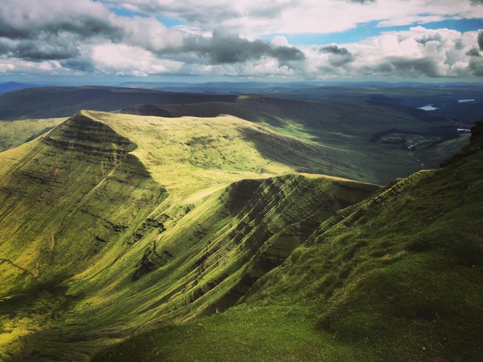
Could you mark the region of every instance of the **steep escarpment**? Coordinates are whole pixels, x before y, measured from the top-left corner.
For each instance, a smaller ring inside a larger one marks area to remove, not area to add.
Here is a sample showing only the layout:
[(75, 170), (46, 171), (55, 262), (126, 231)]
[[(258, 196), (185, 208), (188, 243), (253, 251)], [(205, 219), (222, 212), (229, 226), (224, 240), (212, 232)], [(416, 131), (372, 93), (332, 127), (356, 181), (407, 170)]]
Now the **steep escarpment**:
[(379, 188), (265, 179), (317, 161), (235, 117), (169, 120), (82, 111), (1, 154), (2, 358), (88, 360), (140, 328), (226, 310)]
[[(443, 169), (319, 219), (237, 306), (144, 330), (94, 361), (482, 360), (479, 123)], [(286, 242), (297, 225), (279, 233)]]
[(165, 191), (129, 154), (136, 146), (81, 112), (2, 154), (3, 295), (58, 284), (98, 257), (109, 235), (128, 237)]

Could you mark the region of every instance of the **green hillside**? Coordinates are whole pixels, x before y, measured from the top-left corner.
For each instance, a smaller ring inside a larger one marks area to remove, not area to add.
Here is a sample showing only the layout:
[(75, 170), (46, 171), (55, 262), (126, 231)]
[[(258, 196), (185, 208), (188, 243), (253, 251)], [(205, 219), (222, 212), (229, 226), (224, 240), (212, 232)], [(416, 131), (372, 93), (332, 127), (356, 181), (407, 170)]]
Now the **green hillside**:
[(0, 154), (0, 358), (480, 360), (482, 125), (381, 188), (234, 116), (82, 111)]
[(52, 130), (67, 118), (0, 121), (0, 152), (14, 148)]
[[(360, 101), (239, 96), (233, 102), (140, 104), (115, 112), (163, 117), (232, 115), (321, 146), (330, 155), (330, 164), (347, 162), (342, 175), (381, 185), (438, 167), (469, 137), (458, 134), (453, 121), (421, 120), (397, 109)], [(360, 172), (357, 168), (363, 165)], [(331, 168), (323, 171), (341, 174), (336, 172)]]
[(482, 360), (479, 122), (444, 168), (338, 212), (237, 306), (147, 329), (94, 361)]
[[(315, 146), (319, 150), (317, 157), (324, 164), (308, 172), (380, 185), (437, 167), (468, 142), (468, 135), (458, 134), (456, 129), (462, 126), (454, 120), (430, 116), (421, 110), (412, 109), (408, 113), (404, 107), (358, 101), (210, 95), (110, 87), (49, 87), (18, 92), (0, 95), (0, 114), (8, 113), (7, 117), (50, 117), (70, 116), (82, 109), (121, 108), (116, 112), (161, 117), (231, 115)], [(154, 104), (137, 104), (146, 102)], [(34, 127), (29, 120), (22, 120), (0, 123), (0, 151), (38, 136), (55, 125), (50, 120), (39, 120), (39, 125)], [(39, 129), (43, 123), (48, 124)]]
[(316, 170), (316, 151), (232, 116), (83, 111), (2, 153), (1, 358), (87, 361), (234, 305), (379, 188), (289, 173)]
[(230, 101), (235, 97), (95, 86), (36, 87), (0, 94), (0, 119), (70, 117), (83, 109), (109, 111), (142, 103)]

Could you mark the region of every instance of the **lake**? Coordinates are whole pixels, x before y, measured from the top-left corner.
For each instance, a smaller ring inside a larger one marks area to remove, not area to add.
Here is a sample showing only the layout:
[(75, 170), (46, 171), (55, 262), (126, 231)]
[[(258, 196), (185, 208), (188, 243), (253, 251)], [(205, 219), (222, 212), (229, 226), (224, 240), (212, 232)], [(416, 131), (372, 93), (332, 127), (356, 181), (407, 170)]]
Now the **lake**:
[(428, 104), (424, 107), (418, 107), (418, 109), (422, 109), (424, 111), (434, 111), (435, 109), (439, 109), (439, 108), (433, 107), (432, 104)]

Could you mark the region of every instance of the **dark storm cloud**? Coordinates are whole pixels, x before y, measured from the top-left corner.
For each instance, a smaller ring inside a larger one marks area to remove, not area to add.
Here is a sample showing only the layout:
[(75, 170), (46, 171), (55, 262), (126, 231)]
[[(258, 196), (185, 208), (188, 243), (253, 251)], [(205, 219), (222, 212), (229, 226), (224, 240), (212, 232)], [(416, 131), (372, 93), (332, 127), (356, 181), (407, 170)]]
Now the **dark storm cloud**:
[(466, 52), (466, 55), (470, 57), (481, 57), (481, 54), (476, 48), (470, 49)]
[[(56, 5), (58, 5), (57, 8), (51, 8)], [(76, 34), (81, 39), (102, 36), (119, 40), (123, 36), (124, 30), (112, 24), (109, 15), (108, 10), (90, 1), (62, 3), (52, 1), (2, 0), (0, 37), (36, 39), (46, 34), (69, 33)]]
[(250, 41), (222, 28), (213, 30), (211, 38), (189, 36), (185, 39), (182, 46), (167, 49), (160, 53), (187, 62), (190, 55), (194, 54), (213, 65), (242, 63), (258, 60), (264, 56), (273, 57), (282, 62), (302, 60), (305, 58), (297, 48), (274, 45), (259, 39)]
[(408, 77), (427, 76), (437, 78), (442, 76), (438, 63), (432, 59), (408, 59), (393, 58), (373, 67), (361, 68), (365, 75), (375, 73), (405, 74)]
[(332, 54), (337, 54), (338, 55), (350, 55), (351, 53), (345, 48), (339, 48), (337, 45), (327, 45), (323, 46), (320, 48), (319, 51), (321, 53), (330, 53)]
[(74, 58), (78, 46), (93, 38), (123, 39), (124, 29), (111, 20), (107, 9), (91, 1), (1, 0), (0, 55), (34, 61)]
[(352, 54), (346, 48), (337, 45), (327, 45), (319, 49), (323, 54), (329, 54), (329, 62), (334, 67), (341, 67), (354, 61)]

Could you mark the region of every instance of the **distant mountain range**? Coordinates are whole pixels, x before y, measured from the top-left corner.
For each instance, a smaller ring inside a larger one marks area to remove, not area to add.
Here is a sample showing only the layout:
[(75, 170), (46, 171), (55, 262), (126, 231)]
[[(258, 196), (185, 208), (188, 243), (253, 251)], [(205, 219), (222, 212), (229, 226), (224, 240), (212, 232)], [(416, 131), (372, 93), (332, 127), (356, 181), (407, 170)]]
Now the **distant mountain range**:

-=-=-

Task objective: Rewrite the material as a JSON list of strings, one string per line, from the start up to and including the line that contains "235), (128, 237)]". Leave out blank lines and the picture.

Answer to the task:
[
  "Could you mark the region of every instance of the **steep escarpment**? Coordinates are whole pixels, x before y, measured from the top-left corner.",
  "For each instance, a smaller ring inside a larger one marks area to remove, not area to add.",
  "Here is a sample showing only the layout:",
  "[(75, 170), (46, 171), (55, 262), (126, 231)]",
  "[[(258, 196), (185, 208), (188, 243), (253, 251)], [(205, 219), (222, 212), (229, 226), (224, 240), (212, 232)], [(416, 131), (372, 93), (332, 127), (356, 181), (407, 170)]]",
  "Now the **steep escarpment**:",
  "[(379, 188), (265, 179), (317, 161), (235, 117), (169, 120), (82, 111), (1, 154), (2, 358), (88, 360), (140, 328), (226, 310)]",
  "[[(443, 169), (319, 219), (237, 306), (144, 330), (94, 361), (482, 360), (479, 123)], [(286, 242), (297, 225), (279, 233)]]",
  "[(165, 191), (129, 154), (136, 146), (81, 112), (2, 154), (3, 295), (58, 284), (98, 257), (109, 235), (128, 237)]"
]